_Data supplied_
'''

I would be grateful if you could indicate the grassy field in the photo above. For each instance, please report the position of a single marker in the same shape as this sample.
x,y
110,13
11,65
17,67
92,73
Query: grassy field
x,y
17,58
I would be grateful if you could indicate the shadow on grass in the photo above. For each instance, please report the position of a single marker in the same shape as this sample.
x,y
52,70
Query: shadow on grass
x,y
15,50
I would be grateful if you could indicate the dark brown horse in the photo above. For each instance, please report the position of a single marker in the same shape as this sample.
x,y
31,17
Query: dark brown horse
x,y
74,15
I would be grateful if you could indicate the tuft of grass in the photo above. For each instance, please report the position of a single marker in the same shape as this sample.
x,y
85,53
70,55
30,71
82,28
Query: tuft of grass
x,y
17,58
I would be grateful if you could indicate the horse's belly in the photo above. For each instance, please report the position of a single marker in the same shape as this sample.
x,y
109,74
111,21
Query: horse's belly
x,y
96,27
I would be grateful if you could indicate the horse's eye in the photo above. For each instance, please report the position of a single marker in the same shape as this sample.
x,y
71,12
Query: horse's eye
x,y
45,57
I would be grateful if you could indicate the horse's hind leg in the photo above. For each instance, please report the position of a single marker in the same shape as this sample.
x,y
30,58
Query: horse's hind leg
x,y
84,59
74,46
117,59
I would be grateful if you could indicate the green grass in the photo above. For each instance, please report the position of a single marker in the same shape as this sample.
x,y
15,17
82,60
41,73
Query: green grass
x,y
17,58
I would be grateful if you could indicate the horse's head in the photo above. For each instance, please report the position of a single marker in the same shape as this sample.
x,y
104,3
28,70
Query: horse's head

'''

_Problem statement_
Across the entries above, find each line with the word "head" and please copy it out.

_Completed exercise_
I would be grateful if you could indicate the horse's head in the photo above. For each instance, please report the position of a single marker in the same shape as this sample.
Query: horse's head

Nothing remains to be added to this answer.